Fragmento de origen:
== == ==

Delicias de verano en la suiza Jungfrau
Una ruta en torno a Interlaken y Grindelwald, entre los paisajes idílicos de los Alpes suizos, descubre un mundo de aventuras al aire libre
A la región suiza de Jungfrau se llega por sorpresa. El tren avanza desde Berna entre pueblos protegidos con muros de hormigón que desaparecen tras varios quiebros y, como si se descorriera una cortina, aparece el impresionante lago Thun. Es el aperitivo de este rincón de los Alpes porque a partir de aquí las aguas turquesas, los vertiginosos peñascos, las nieves perpetuas y las praderas estimuladas por las lluvias de primavera acapararán el paisaje y nuestra atención.
La Unesco, consciente del inmenso valor de estos valles, glaciares y montañas, lo declaró patrimonio mundial en 2001. El sitio Jungfrau-Aletsch-Bietschhorn abarca más de 80.000 hectáreas de naturaleza explosiva y paisajes bucólicos que tienen su centro turístico en la pequeña ciudad de Interlaken. Su nombre delata su ubicación entre los inmensos lagos Thun y Brienz, cuya unión —el río Aar— es surcado por barcos propulsados a vapor como el Lotschberg, botado en estas aguas hace más de un siglo; una reliquia de madera usada aún como línea de transporte en la ciudad. A orillas de ambos lagos, a casi 600 metros de altura y custodiadas por macizos escarpados, se suceden pequeñas poblaciones de calles sencillas con jardines aseados pero silvestres que exhiben armonía. Y desde las alturas, cuando las bocanadas de niebla se disuelven con la misma rapidez con la que se forman, Interlaken aparece a lo lejos como un campo de semillas lanzadas a boleo.

== == ==

Extractos del listado:
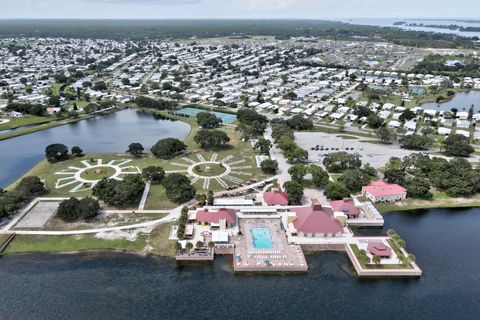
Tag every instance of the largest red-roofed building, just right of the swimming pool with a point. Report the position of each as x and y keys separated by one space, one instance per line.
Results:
x=315 y=221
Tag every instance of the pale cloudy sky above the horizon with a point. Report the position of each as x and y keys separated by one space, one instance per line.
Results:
x=243 y=9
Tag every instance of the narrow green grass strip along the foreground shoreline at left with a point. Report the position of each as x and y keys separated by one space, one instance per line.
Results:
x=25 y=243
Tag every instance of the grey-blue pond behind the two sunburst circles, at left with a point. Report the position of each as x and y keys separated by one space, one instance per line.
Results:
x=110 y=133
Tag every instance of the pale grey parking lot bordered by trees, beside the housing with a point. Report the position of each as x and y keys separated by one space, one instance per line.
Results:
x=377 y=155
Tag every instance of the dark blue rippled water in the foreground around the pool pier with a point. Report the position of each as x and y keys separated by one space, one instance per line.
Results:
x=122 y=286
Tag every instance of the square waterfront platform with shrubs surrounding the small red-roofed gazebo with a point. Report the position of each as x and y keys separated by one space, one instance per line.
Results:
x=403 y=267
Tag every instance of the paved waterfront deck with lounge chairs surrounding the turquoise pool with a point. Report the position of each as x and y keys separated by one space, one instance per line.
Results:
x=282 y=257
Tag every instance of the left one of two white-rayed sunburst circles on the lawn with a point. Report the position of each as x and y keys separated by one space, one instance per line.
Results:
x=87 y=174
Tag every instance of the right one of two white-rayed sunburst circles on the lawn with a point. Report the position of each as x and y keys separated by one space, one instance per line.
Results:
x=222 y=171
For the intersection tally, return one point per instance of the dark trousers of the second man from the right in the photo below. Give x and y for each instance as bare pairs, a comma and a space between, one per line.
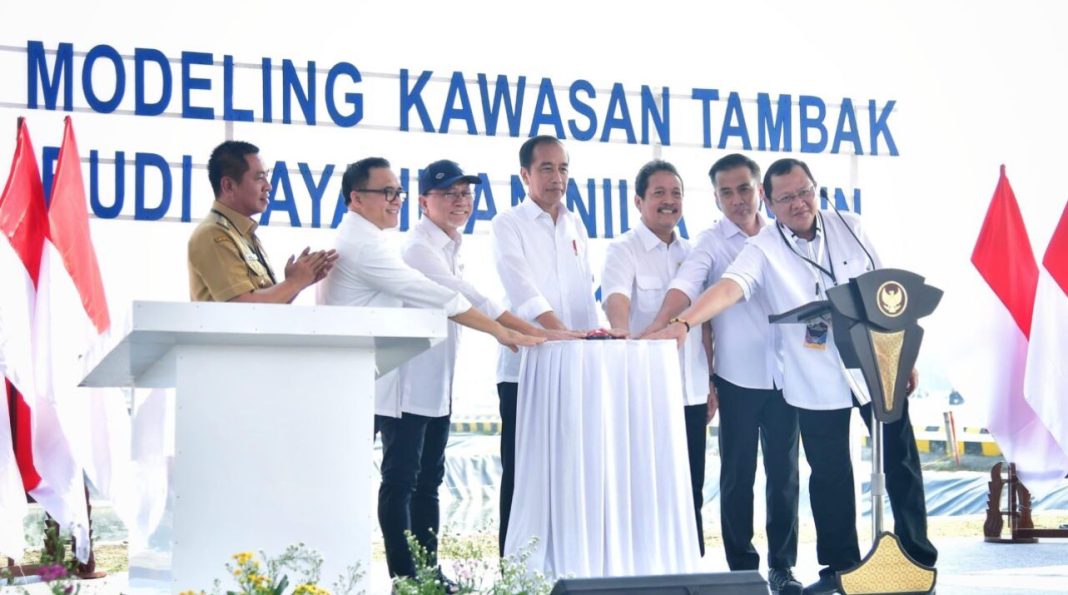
748, 417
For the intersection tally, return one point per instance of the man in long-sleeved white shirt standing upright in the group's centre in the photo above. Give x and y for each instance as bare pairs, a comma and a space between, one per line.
540, 249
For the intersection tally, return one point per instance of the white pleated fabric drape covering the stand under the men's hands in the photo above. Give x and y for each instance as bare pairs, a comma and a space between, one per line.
603, 477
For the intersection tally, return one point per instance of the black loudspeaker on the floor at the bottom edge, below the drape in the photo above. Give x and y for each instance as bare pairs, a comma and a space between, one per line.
743, 583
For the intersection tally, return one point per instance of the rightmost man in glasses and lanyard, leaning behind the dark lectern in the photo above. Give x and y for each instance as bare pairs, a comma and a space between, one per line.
793, 263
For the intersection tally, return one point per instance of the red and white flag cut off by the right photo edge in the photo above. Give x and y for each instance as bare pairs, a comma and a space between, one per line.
1047, 381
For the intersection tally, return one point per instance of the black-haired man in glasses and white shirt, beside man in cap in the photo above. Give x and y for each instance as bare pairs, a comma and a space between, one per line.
371, 273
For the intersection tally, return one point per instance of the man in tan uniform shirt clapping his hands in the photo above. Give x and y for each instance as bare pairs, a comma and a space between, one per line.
227, 262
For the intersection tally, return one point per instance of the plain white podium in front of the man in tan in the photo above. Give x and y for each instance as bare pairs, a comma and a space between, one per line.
274, 428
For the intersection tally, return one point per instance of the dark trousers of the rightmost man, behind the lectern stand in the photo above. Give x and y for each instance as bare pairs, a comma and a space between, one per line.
826, 439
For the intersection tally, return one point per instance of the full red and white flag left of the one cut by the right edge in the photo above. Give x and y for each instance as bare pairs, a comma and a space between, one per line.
1003, 325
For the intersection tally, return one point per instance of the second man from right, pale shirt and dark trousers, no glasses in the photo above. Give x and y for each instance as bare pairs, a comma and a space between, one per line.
751, 405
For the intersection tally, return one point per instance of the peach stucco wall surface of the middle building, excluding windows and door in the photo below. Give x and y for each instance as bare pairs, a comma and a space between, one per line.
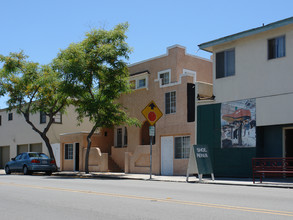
184, 69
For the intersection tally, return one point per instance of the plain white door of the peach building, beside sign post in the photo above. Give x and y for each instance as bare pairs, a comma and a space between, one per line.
167, 156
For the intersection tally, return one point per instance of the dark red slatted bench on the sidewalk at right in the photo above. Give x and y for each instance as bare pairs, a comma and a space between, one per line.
278, 166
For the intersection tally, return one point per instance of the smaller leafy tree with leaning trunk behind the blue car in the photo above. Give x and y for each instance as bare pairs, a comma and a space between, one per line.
32, 88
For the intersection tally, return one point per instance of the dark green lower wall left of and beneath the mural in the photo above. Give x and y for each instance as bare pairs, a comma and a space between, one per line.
228, 162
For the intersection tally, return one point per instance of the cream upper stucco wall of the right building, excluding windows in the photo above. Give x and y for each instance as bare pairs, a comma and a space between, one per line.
269, 81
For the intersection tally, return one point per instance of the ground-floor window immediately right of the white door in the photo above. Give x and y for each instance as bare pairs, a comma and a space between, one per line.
182, 147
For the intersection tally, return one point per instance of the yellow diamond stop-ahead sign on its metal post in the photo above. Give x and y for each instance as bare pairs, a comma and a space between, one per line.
152, 113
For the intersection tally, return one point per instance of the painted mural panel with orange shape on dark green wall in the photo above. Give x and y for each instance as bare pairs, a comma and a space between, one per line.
238, 124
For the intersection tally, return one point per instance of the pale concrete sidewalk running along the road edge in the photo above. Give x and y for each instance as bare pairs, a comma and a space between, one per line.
278, 183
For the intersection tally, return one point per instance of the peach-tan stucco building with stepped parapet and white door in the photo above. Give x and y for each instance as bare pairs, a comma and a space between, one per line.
168, 80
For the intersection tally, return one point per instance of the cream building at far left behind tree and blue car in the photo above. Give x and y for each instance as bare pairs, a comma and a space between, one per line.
16, 136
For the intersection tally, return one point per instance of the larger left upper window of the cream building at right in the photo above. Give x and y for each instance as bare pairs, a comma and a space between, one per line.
225, 63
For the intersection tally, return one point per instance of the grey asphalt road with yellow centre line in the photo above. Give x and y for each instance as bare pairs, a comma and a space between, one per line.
51, 197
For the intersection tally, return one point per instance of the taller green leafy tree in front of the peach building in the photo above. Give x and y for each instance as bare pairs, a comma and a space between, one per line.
96, 74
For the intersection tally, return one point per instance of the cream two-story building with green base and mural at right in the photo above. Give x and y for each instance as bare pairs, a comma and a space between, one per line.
253, 88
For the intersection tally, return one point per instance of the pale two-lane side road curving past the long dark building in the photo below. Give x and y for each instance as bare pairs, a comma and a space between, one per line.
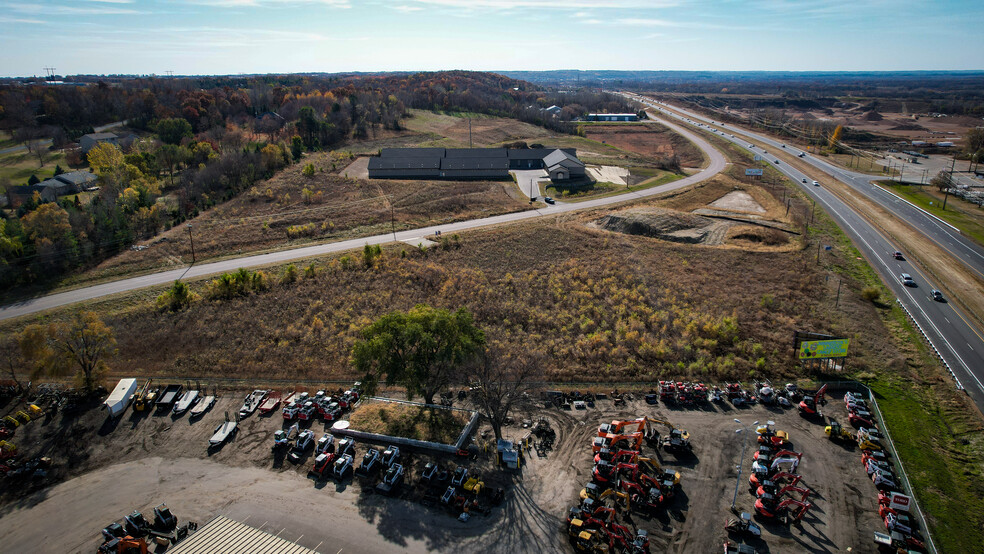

== == ==

Problemas por resolver:
A. Por favor, reescribe el texto sobre Jungfrau desde "Delicias de verano" hasta "y nuestra atención." y cambia "Jungfrau" por "Oberland bernés".
B. Según el texto sobre Jungfrau, ¿cuántas hectáreas abarca el sitio Jungfrau-Aletsch-Bietschhorn?

Respuestas:
A.
Delicias de verano en la suiza Oberland bernés
Una ruta en torno a Interlaken y Grindelwald, entre los paisajes idílicos de los Alpes suizos, descubre un mundo de aventuras al aire libre
A la región suiza de Oberland bernés se llega por sorpresa. El tren avanza desde Berna entre pueblos protegidos con muros de hormigón que desaparecen tras varios quiebros y, como si se descorriera una cortina, aparece el impresionante lago Thun. Es el aperitivo de este rincón de los Alpes porque a partir de aquí las aguas turquesas, los vertiginosos peñascos, las nieves perpetuas y las praderas estimuladas por las lluvias de primavera acapararán el paisaje y nuestra atención.

B. Más de 80.000 hectáreas.